Exercise details
Extract each line of the data below that contains the string "trim", copying every such line in full.
··· Exercise data
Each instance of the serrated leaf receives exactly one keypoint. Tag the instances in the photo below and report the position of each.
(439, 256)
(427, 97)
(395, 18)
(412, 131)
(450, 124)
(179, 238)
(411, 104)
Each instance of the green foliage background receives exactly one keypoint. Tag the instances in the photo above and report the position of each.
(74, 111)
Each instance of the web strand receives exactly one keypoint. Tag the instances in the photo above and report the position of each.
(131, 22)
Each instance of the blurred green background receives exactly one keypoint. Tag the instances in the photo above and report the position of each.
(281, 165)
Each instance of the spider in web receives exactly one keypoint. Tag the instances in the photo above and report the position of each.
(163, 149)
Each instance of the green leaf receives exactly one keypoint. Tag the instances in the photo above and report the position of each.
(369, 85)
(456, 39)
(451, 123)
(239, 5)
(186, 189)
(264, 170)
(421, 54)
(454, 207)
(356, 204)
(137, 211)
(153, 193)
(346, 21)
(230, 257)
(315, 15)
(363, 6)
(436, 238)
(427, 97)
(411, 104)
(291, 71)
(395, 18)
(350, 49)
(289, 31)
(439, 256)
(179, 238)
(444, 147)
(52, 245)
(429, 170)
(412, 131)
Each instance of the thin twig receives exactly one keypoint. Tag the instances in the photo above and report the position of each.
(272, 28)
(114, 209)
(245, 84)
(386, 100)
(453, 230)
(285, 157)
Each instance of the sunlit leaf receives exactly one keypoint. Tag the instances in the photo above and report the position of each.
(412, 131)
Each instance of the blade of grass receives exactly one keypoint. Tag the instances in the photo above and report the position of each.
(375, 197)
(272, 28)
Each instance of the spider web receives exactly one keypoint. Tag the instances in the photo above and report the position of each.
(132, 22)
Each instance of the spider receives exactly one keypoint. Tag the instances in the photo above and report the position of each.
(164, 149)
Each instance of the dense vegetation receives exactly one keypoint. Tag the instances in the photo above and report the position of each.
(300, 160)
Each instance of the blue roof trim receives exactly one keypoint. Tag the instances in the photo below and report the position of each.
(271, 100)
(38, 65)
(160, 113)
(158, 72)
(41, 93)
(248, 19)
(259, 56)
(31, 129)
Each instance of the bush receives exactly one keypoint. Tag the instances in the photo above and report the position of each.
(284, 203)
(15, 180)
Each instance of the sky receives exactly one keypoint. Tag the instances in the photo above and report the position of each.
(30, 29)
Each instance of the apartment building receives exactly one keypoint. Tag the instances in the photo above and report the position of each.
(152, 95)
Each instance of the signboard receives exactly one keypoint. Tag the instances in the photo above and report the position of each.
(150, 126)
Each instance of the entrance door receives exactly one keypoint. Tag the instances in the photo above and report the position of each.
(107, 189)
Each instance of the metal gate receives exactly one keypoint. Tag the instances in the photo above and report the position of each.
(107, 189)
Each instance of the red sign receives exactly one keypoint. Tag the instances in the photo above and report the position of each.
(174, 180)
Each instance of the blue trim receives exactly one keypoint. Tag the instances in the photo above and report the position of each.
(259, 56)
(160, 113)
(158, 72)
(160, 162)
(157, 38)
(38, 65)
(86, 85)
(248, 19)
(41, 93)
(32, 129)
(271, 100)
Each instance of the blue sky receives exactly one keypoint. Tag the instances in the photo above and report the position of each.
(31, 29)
······
··· Exercise data
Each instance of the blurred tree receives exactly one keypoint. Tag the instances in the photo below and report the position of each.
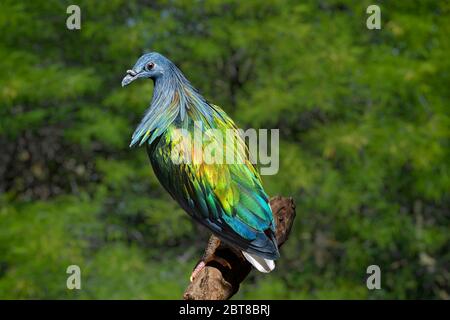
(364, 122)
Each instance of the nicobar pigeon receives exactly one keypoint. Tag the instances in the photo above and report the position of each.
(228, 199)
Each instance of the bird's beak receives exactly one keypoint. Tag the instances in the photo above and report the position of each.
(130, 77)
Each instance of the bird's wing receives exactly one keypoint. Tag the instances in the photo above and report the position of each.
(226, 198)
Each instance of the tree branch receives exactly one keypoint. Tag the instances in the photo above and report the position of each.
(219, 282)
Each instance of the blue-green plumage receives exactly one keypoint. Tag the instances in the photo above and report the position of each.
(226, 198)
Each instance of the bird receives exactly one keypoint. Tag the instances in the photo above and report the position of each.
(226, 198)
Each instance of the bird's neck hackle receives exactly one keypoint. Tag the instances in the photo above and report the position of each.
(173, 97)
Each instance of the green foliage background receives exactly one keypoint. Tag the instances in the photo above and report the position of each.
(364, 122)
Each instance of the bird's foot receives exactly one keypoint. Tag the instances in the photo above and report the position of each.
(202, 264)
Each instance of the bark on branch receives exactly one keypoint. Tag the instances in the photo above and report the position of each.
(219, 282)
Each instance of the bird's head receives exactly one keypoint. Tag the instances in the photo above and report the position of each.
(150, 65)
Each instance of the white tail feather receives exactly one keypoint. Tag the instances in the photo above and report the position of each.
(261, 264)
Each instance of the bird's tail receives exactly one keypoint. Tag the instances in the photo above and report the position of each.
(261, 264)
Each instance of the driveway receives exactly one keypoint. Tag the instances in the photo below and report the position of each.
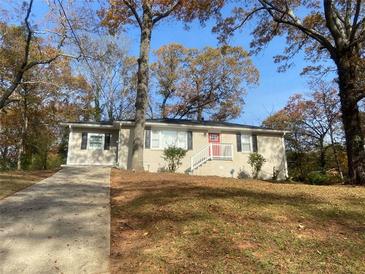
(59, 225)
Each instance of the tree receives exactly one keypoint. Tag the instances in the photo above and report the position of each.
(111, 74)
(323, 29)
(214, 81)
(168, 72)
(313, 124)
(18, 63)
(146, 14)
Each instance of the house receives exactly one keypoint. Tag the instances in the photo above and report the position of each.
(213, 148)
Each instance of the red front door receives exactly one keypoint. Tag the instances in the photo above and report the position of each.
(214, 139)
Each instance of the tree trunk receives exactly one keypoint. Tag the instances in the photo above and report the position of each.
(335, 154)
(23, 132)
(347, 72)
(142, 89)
······
Result below
Each instance of the blue roof trim receives exactly one keypoint. Tag the instances in the photo below and report the position of each.
Each instance of the blue trim receives exactly one keypoint. Tag the instances in the photo above and report the position of each.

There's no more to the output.